■ **Auftrag**: Entnimm bitte dem Text über das Dilemma konservativer Anleger wortgetreu die Passage von „Das Dilemma war“ bis einschließlich „besteht fort. Warum?“.

Das Dilemma war allen bewusst, nur gab es leider keine Alternative. Im Juli 2021 rentierten zehnjährige Unternehmensanleihen mit einem BBB-Rating mit gerade noch 0,42 Prozent jährlich. Hier bekam der Anleger viel Risiko für sehr wenig Ertrag. Das Dilemma des konservativen Anlegers im Jahr 2021 trug die Überschrift: „Zu viel Risiko für zu wenig Ertrag“.

Riklef von Schüssler
Riklef von Schüssler © Allington Investors

Ganz anders sieht nun die Welt im Jahr 2023 aus. Zehnjährige Staatsanleihen rentieren bei 2,2 Prozent, BBB-Unternehmensanleihen bei 4,0 Prozent, und manch eine etablierte Geschäftsbank bietet für ein einjähriges Festgeld sogar an die 3 Prozent Zinsen an. Nun gibt es wieder Ertrag, und das damit einhergehende Risiko dürfte zudem vertretbar sein. Doch das Dilemma des konservativen Anlegers besteht fort. Warum?

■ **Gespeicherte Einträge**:
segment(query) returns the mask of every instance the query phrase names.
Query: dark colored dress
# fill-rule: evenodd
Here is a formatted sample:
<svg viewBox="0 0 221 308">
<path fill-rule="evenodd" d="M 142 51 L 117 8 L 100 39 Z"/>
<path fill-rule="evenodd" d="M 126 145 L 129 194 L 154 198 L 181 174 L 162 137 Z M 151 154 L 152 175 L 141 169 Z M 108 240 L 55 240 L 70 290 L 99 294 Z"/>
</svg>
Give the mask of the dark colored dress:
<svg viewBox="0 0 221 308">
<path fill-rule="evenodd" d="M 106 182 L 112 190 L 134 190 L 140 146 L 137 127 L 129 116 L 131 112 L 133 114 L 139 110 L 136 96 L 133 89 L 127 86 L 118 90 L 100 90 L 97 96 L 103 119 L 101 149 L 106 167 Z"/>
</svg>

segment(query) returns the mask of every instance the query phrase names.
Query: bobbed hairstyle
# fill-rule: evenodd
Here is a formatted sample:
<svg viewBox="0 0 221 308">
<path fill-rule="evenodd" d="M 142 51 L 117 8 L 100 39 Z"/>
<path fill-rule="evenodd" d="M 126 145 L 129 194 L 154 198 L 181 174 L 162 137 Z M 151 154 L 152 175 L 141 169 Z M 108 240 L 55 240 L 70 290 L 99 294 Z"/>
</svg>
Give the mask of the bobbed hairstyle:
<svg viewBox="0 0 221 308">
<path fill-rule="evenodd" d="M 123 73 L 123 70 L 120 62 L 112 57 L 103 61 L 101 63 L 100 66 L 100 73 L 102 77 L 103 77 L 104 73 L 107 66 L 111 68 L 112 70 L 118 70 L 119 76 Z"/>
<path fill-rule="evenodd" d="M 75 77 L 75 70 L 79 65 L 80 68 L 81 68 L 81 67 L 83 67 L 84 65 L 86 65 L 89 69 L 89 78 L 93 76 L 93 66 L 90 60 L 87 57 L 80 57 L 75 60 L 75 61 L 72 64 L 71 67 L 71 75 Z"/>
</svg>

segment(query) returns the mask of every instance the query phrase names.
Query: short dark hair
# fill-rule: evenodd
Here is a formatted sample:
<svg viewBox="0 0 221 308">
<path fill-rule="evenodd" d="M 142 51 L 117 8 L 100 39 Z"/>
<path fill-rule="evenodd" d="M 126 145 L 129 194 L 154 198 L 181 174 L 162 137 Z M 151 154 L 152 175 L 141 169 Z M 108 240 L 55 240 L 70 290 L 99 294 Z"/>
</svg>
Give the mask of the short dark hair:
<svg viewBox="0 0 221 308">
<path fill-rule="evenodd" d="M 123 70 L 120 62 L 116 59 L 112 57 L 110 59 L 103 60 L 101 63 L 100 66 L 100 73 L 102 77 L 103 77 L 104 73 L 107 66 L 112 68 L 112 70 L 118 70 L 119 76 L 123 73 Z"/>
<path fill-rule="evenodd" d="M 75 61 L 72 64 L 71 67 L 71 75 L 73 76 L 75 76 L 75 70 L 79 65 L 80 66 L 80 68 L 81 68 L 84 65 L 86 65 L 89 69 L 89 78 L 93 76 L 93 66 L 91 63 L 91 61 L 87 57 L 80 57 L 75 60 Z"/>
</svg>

■ **Erledigter Auftrag**:
Das Dilemma war allen bewusst, nur gab es leider keine Alternative. Im Juli 2021 rentierten zehnjährige Unternehmensanleihen mit einem BBB-Rating mit gerade noch 0,42 Prozent jährlich. Hier bekam der Anleger viel Risiko für sehr wenig Ertrag. Das Dilemma des konservativen Anlegers im Jahr 2021 trug die Überschrift: „Zu viel Risiko für zu wenig Ertrag“.

Riklef von Schüssler
Riklef von Schüssler © Allington Investors

Ganz anders sieht nun die Welt im Jahr 2023 aus. Zehnjährige Staatsanleihen rentieren bei 2,2 Prozent, BBB-Unternehmensanleihen bei 4,0 Prozent, und manch eine etablierte Geschäftsbank bietet für ein einjähriges Festgeld sogar an die 3 Prozent Zinsen an. Nun gibt es wieder Ertrag, und das damit einhergehende Risiko dürfte zudem vertretbar sein. Doch das Dilemma des konservativen Anlegers besteht fort. Warum?